* [Problem description]: Restate the records that follow word for word; no pictures should appear.

====== Entries ======

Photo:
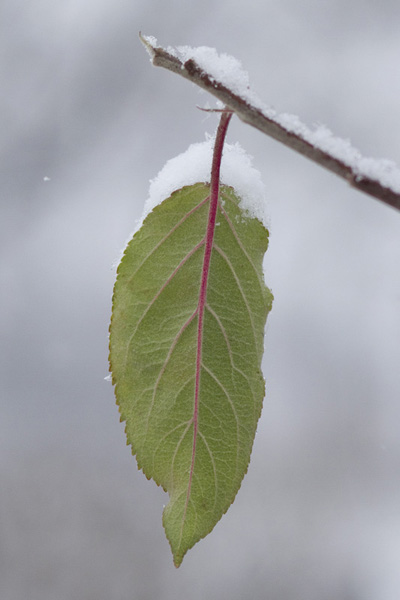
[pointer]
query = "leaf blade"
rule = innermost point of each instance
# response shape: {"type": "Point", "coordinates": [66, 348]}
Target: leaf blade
{"type": "Point", "coordinates": [186, 358]}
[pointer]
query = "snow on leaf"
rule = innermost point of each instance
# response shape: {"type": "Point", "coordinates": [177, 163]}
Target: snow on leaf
{"type": "Point", "coordinates": [186, 343]}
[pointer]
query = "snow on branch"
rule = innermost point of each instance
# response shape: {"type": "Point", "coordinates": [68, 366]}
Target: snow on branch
{"type": "Point", "coordinates": [223, 76]}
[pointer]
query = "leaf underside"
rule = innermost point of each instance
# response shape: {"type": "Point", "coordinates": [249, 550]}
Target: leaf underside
{"type": "Point", "coordinates": [187, 368]}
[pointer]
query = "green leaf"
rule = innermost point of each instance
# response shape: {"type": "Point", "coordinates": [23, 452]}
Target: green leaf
{"type": "Point", "coordinates": [186, 343]}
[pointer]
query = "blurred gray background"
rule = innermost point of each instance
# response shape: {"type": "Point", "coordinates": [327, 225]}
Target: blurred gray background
{"type": "Point", "coordinates": [85, 122]}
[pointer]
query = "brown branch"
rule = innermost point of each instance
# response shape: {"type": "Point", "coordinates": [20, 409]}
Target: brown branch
{"type": "Point", "coordinates": [270, 125]}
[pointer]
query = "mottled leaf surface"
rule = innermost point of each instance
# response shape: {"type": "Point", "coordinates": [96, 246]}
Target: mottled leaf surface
{"type": "Point", "coordinates": [185, 354]}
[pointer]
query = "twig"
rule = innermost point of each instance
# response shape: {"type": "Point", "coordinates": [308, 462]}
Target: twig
{"type": "Point", "coordinates": [365, 175]}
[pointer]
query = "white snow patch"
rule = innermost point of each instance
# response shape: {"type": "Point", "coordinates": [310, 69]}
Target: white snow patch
{"type": "Point", "coordinates": [194, 166]}
{"type": "Point", "coordinates": [382, 170]}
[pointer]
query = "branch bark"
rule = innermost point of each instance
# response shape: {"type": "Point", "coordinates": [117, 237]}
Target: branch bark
{"type": "Point", "coordinates": [271, 126]}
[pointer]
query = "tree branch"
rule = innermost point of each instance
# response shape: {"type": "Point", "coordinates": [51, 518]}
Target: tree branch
{"type": "Point", "coordinates": [378, 178]}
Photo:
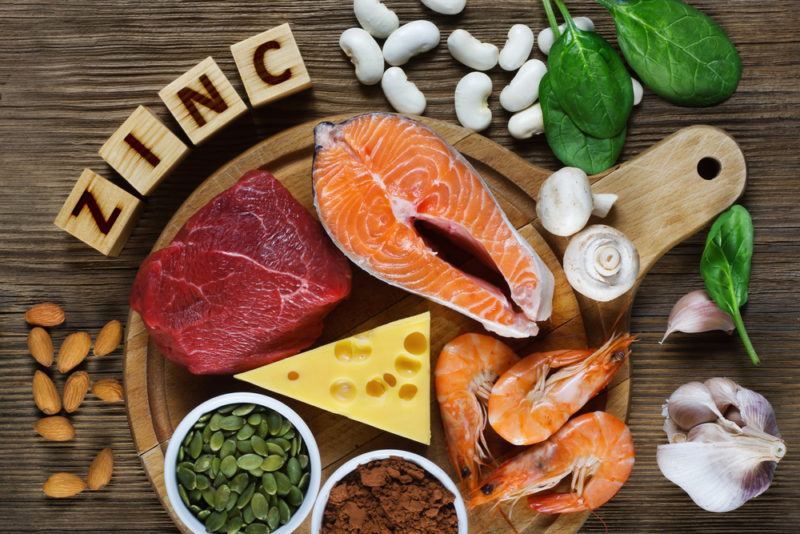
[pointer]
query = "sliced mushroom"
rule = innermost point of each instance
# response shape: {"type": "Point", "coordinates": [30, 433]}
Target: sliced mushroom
{"type": "Point", "coordinates": [601, 263]}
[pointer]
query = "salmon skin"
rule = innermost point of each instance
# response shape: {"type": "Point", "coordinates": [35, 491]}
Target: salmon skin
{"type": "Point", "coordinates": [376, 174]}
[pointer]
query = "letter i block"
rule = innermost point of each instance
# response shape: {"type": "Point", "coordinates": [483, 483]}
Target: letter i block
{"type": "Point", "coordinates": [143, 150]}
{"type": "Point", "coordinates": [99, 213]}
{"type": "Point", "coordinates": [270, 65]}
{"type": "Point", "coordinates": [202, 100]}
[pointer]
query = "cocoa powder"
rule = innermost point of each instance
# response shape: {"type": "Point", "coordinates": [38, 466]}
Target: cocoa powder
{"type": "Point", "coordinates": [389, 496]}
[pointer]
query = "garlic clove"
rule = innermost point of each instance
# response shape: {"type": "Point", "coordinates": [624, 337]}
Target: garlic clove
{"type": "Point", "coordinates": [695, 312]}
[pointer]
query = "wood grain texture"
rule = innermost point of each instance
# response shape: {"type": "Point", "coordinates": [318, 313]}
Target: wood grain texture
{"type": "Point", "coordinates": [71, 72]}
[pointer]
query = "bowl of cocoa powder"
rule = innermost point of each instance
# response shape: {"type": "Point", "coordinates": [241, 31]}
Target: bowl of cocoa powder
{"type": "Point", "coordinates": [389, 491]}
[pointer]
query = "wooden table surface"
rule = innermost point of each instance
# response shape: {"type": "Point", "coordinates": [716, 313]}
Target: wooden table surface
{"type": "Point", "coordinates": [71, 72]}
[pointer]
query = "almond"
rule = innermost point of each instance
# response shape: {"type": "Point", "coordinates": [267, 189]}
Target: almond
{"type": "Point", "coordinates": [55, 428]}
{"type": "Point", "coordinates": [108, 339]}
{"type": "Point", "coordinates": [63, 485]}
{"type": "Point", "coordinates": [73, 351]}
{"type": "Point", "coordinates": [45, 394]}
{"type": "Point", "coordinates": [100, 470]}
{"type": "Point", "coordinates": [40, 344]}
{"type": "Point", "coordinates": [75, 390]}
{"type": "Point", "coordinates": [108, 389]}
{"type": "Point", "coordinates": [45, 314]}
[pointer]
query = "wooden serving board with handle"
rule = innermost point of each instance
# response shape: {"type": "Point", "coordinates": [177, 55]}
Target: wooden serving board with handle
{"type": "Point", "coordinates": [662, 201]}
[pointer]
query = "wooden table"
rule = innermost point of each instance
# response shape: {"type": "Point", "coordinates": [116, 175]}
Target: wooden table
{"type": "Point", "coordinates": [71, 72]}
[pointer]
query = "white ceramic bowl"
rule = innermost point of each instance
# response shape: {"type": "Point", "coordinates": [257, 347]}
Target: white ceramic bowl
{"type": "Point", "coordinates": [349, 466]}
{"type": "Point", "coordinates": [170, 460]}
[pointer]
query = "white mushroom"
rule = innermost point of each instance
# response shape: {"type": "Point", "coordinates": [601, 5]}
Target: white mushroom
{"type": "Point", "coordinates": [566, 202]}
{"type": "Point", "coordinates": [601, 263]}
{"type": "Point", "coordinates": [545, 39]}
{"type": "Point", "coordinates": [446, 7]}
{"type": "Point", "coordinates": [471, 52]}
{"type": "Point", "coordinates": [523, 90]}
{"type": "Point", "coordinates": [527, 123]}
{"type": "Point", "coordinates": [517, 48]}
{"type": "Point", "coordinates": [402, 94]}
{"type": "Point", "coordinates": [375, 17]}
{"type": "Point", "coordinates": [409, 40]}
{"type": "Point", "coordinates": [471, 100]}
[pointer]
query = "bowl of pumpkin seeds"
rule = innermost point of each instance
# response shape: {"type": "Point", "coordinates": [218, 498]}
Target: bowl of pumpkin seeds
{"type": "Point", "coordinates": [242, 463]}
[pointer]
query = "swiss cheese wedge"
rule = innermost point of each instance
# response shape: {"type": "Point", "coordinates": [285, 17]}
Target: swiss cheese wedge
{"type": "Point", "coordinates": [380, 377]}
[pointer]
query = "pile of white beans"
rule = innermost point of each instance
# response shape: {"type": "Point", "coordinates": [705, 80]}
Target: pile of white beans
{"type": "Point", "coordinates": [473, 90]}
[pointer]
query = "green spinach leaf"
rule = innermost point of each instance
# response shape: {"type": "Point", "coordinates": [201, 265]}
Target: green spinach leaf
{"type": "Point", "coordinates": [680, 53]}
{"type": "Point", "coordinates": [725, 266]}
{"type": "Point", "coordinates": [570, 145]}
{"type": "Point", "coordinates": [590, 79]}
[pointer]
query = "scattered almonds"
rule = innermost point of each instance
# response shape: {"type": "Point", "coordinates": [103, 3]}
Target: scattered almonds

======

* [Solution for this task]:
Photo:
[pointer]
query = "leaf blade"
rule = innermost point of each instance
# response shape: {"type": "Point", "coordinates": [66, 348]}
Target: leaf blade
{"type": "Point", "coordinates": [186, 358]}
[pointer]
query = "snow on leaf"
rule = innermost point of each instance
# response shape: {"type": "Point", "coordinates": [177, 163]}
Target: snow on leaf
{"type": "Point", "coordinates": [186, 343]}
[pointer]
query = "snow on branch"
rule = innermost point of each instance
# response shape: {"type": "Point", "coordinates": [68, 366]}
Target: snow on branch
{"type": "Point", "coordinates": [223, 76]}
[pointer]
query = "leaf underside"
rule = innermost point of each instance
# response shape: {"type": "Point", "coordinates": [249, 550]}
Target: leaf underside
{"type": "Point", "coordinates": [187, 368]}
[pointer]
query = "green leaf"
rule = innermost point of each instance
# response shape: {"type": "Point", "coordinates": [23, 452]}
Target: green leaf
{"type": "Point", "coordinates": [186, 343]}
[pointer]
query = "blurred gray background"
rule = innermost point of each instance
# response shape: {"type": "Point", "coordinates": [327, 225]}
Target: blurred gray background
{"type": "Point", "coordinates": [85, 122]}
[pointer]
query = "brown branch"
rule = innermost point of each instance
# response shape: {"type": "Point", "coordinates": [20, 409]}
Target: brown branch
{"type": "Point", "coordinates": [270, 125]}
[pointer]
query = "mottled leaf surface"
rule = innermost point of each instance
# response shape: {"type": "Point", "coordinates": [96, 246]}
Target: mottled leaf surface
{"type": "Point", "coordinates": [185, 354]}
[pointer]
query = "twig"
rule = innermost point of each instance
# response shape: {"type": "Point", "coordinates": [308, 462]}
Target: twig
{"type": "Point", "coordinates": [365, 175]}
[pointer]
query = "white snow patch"
rule = innermost point of each instance
# response shape: {"type": "Point", "coordinates": [310, 69]}
Target: white snow patch
{"type": "Point", "coordinates": [194, 166]}
{"type": "Point", "coordinates": [382, 170]}
[pointer]
query = "branch bark"
rule = innermost point of each instance
# response shape: {"type": "Point", "coordinates": [117, 237]}
Target: branch bark
{"type": "Point", "coordinates": [271, 126]}
[pointer]
query = "tree branch"
rule = innermost point of each instance
# response shape: {"type": "Point", "coordinates": [51, 518]}
Target: tree branch
{"type": "Point", "coordinates": [378, 178]}
Photo:
[pointer]
query = "sliced mushroom"
rule = innermost point of each instance
# response shape: {"type": "Point", "coordinates": [30, 433]}
Target: sliced mushroom
{"type": "Point", "coordinates": [601, 263]}
[pointer]
query = "salmon skin"
rule = innermost point of each instance
# response shape: {"type": "Point", "coordinates": [35, 491]}
Target: salmon skin
{"type": "Point", "coordinates": [376, 174]}
[pointer]
query = "letter i block"
rule = innermost point of each instance
# response shape: {"type": "Point", "coordinates": [483, 483]}
Target: letter i block
{"type": "Point", "coordinates": [143, 150]}
{"type": "Point", "coordinates": [99, 213]}
{"type": "Point", "coordinates": [270, 65]}
{"type": "Point", "coordinates": [202, 100]}
[pointer]
query = "cocoa powder"
rule = innermost point of each instance
# response shape: {"type": "Point", "coordinates": [38, 466]}
Target: cocoa powder
{"type": "Point", "coordinates": [389, 496]}
[pointer]
query = "garlic clove"
rule = innermost point of each instance
# response shape: {"type": "Point", "coordinates": [624, 337]}
Target: garlic clove
{"type": "Point", "coordinates": [695, 312]}
[pointer]
query = "wood grain texture"
rule = innermost point of each instance
# response shape: {"type": "Point", "coordinates": [318, 313]}
Target: wood grain texture
{"type": "Point", "coordinates": [71, 72]}
[pointer]
query = "bowl of cocoa powder"
rule = innermost point of each instance
# response shape: {"type": "Point", "coordinates": [241, 31]}
Target: bowl of cocoa powder
{"type": "Point", "coordinates": [389, 491]}
[pointer]
query = "wooden table surface"
rule = innermost point of each instance
# response shape: {"type": "Point", "coordinates": [716, 313]}
Target: wooden table surface
{"type": "Point", "coordinates": [71, 72]}
[pointer]
query = "almond"
rule = innermost point of each instance
# response shape: {"type": "Point", "coordinates": [267, 189]}
Target: almond
{"type": "Point", "coordinates": [55, 428]}
{"type": "Point", "coordinates": [108, 339]}
{"type": "Point", "coordinates": [63, 485]}
{"type": "Point", "coordinates": [73, 351]}
{"type": "Point", "coordinates": [45, 394]}
{"type": "Point", "coordinates": [100, 470]}
{"type": "Point", "coordinates": [40, 344]}
{"type": "Point", "coordinates": [75, 390]}
{"type": "Point", "coordinates": [108, 389]}
{"type": "Point", "coordinates": [45, 314]}
[pointer]
query = "wooden serving board with handle"
rule = innermost point of each instance
# response shape: {"type": "Point", "coordinates": [177, 55]}
Target: wooden serving board with handle
{"type": "Point", "coordinates": [662, 201]}
[pointer]
query = "wooden table"
rule = innermost point of each instance
# response shape: {"type": "Point", "coordinates": [116, 175]}
Target: wooden table
{"type": "Point", "coordinates": [71, 72]}
[pointer]
query = "white ceramic bowl"
rule = innermost point of each instance
# response shape: {"type": "Point", "coordinates": [257, 347]}
Target: white ceramic bowl
{"type": "Point", "coordinates": [349, 466]}
{"type": "Point", "coordinates": [170, 460]}
[pointer]
query = "white mushroom"
rule = innermost point of each instance
# response shape: {"type": "Point", "coordinates": [601, 5]}
Target: white mushroom
{"type": "Point", "coordinates": [566, 202]}
{"type": "Point", "coordinates": [601, 263]}
{"type": "Point", "coordinates": [545, 39]}
{"type": "Point", "coordinates": [446, 7]}
{"type": "Point", "coordinates": [471, 52]}
{"type": "Point", "coordinates": [523, 90]}
{"type": "Point", "coordinates": [527, 123]}
{"type": "Point", "coordinates": [517, 48]}
{"type": "Point", "coordinates": [402, 94]}
{"type": "Point", "coordinates": [375, 17]}
{"type": "Point", "coordinates": [409, 40]}
{"type": "Point", "coordinates": [471, 100]}
[pointer]
query = "bowl of pumpkin seeds"
rule = innermost point of each instance
# response shape: {"type": "Point", "coordinates": [218, 498]}
Target: bowl of pumpkin seeds
{"type": "Point", "coordinates": [242, 463]}
[pointer]
query = "swiss cheese wedge"
rule = innermost point of each instance
# response shape: {"type": "Point", "coordinates": [285, 17]}
Target: swiss cheese wedge
{"type": "Point", "coordinates": [380, 377]}
[pointer]
query = "pile of white beans"
rule = innermost point of each instance
# response shape: {"type": "Point", "coordinates": [705, 80]}
Target: pile of white beans
{"type": "Point", "coordinates": [473, 90]}
[pointer]
query = "green spinach leaf"
rule = innermost point of each instance
# response shape: {"type": "Point", "coordinates": [201, 265]}
Target: green spinach leaf
{"type": "Point", "coordinates": [680, 53]}
{"type": "Point", "coordinates": [725, 266]}
{"type": "Point", "coordinates": [570, 145]}
{"type": "Point", "coordinates": [590, 79]}
[pointer]
query = "scattered almonds"
rule = innermost point of each instance
# response shape: {"type": "Point", "coordinates": [103, 3]}
Target: scattered almonds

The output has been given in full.